**DATA IN THIS EXERCISE**
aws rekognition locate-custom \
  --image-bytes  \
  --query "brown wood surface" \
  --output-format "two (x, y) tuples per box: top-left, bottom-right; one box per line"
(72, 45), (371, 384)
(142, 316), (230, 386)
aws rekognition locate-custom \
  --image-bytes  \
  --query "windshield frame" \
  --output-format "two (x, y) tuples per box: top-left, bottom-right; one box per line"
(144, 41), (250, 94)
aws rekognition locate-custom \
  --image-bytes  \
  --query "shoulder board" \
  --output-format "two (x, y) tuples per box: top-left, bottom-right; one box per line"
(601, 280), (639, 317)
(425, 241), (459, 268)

---

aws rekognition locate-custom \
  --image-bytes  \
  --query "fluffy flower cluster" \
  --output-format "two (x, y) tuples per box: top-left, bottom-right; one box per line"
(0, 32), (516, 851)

* * *

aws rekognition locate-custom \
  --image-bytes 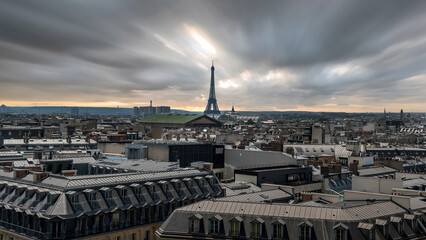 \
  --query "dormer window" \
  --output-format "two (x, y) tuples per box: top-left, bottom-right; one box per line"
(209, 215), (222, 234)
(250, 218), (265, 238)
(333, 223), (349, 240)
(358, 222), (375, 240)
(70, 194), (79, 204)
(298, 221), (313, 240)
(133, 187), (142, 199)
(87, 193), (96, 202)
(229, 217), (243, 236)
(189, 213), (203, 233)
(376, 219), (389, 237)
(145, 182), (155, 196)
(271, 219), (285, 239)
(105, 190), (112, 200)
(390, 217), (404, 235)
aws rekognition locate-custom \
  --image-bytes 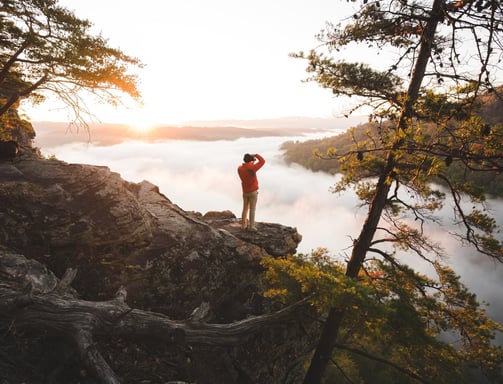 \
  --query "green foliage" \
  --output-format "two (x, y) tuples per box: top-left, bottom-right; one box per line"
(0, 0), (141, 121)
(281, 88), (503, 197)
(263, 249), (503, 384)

**EXERCISE DETAILS**
Show each line of the records above that contains the string "query".

**RIGHT ANSWER**
  --query "brown wood surface" \
  --query "windshield frame" \
  --query "shoulder board" \
  --query "fluffy flower cluster" \
  --query "dormer window" \
  --query "green foliage" \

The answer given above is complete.